**SELECTED EXTRACT:**
The massacre of the Flavian race was succeeded by a new division of the provinces; which was ratified in a personal interview of the three brothers. Constantine, the eldest of the cæsars, obtained, with a certain pre-eminence of rank, the possession of the new capital, which bore his own name and that of his father. Thrace and the countries of the East were allotted for the patrimony of Constantius; and Constans was acknowledged as the lawful sovereign of Italy, Africa, and the western Illyricum. The armies submitted to their hereditary right, and they condescended, after some delay, to accept from the Roman senate the title of Augustus. When they first assumed the

[337-338 A.D.]

reins of government, the eldest of these princes was twenty-one, the second twenty, and the third only seventeen years of age.

While the martial nations of Europe followed the standards of his brothers, Constantius, at the head of the effeminate troops of Asia, was left to sustain the weight of the Persian War. At the decease of Constantine, the throne of the East was filled by Sapor, son of Hormuz or Hormisdas, and grandson of Narses, who, after the victory of Galerius, had humbly confessed the superiority of the Roman power. Although Sapor was in the thirtieth year of his long reign, he was still in the vigour of youth, as the date of his accession, by a very strange fatality, had preceded that of his birth. The wife of Hormuz remained pregnant at the time of her husband's death; and the uncertainty of the sex, as well as of the event, excited the ambitious hopes of the princes of the house of Sassan. The apprehensions of civil war were at length removed by the positive assurance of the magi that the widow of Hormuz had conceived and would safely produce a son. Obedient to the voice of superstition, the Persians prepared, without delay, the ceremony of his coronation. A royal bed, on which the queen lay in state, was exhibited in the midst of the palace; the diadem was placed on the spot which might be supposed to conceal the future heir of Artaxerxes, and the prostrate satraps adored the majesty of their invisible and insensible sovereign.

If any credit can be given to this marvellous tale, which seems however to be countenanced by the manners of the people and by the extraordinary duration of his reign, we must admire not only the fortune but the genius of Sapor. In the soft sequestrated education of a Persian harem, the royal youth could discover the importance of exercising the vigour of his mind and body; and by his personal merit deserved a throne, on which he had been seated while he was yet unconscious of the duties and temptations of absolute power. His minority was exposed to the almost inevitable calamities of domestic discord; his capital was surprised and plundered by Thair. a powerful king of Yemen, or Arabia; and the majesty of the royal family was degraded by the captivity of a princess, the sister of the deceased king. But as soon as Sapor attained the age of manhood, the presumptuous Thair, his nation, and his country fell beneath the first effort of the young warrior, who used his victory with so judicious a mixture of rigour and clemency that he obtained from the fears and gratitude of the Arabs the title of dhoulacnaf, or protector of the nation.

The ambition of the Persian, to whom his enemies ascribe the virtues of a soldier and a statesman, was animated by the desire of revenging the disgrace of his fathers and of wresting from the hands of the Romans the five provinces beyond the Tigris. The military fame of Constantine and the real or apparent strength of his government suspended the attack; and while the hostile conduct of Sapor provoked the resentment his artful negotiations amused the patience of the imperial court. The death of Constantine was the signal of war, and the actual condition of the Syrian and Armenian frontier seemed to encourage the Persians by the prospect of a rich spoil and an easy conquest. The example of the massacres of the palace diffused a spirit of licentiousness and sedition among the troops of the East, who were no longer restrained by the habits of obedience to a veteran commander. By the prudence of Constantius, who from the interview with his brothers in Pannonia immediately hastened to the banks of the Euphrates, the legions were gradually restored to a sense of duty; but the season of anarchy had permitted Sapor to form the siege of Nisibis, and to occupy several of the most important fortresses of Mesopotamia.

**YOUR OBJECTIVE:**
Tell whether each statement agrees with the history excerpt, giving yes or no and quoting the words of the excerpt that settle it: (a) Constans was recognized as ruler of Italy, Africa, and the western Illyricum. (b) The magi told the Persians that the widow of Hormuz would give birth to a daughter. (c) Sapor's capital was plundered by Thair. The records have no connection to the history excerpt.

**PROVIDED DATA:**
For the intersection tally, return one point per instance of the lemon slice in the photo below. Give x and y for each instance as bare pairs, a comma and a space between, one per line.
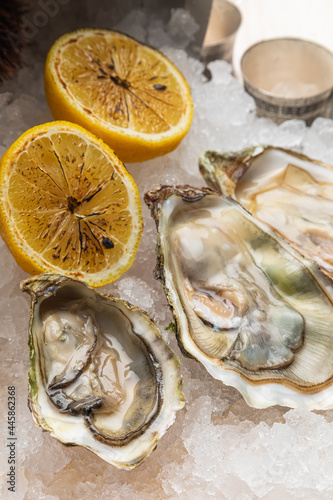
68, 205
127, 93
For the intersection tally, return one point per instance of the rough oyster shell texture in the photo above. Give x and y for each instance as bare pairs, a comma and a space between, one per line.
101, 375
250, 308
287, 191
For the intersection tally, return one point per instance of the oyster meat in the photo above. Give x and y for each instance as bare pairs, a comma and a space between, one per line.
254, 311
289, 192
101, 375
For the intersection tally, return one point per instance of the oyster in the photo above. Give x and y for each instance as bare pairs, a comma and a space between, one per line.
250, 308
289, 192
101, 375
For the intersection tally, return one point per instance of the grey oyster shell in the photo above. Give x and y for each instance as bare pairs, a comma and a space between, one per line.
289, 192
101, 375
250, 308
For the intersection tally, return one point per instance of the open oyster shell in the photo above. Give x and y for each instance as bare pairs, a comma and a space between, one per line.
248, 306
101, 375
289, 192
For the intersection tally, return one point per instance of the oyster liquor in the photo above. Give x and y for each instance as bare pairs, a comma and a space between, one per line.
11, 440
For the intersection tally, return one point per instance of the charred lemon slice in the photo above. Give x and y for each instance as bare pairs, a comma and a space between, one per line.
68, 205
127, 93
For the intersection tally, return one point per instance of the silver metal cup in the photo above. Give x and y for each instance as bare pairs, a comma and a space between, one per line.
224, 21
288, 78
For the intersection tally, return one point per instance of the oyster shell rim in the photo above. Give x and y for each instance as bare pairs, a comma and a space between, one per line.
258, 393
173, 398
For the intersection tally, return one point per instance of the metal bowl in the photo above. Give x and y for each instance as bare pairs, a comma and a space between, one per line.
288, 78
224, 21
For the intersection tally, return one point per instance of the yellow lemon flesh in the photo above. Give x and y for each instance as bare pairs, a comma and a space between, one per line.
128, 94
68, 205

**ANSWER FOR THIS EXERCISE:**
(a) Yes: "Constans was acknowledged as the lawful sovereign of Italy, Africa, and the western Illyricum."
(b) No: "the positive assurance of the magi that the widow of Hormuz had conceived and would safely produce a son."
(c) Yes: "his capital was surprised and plundered by Thair."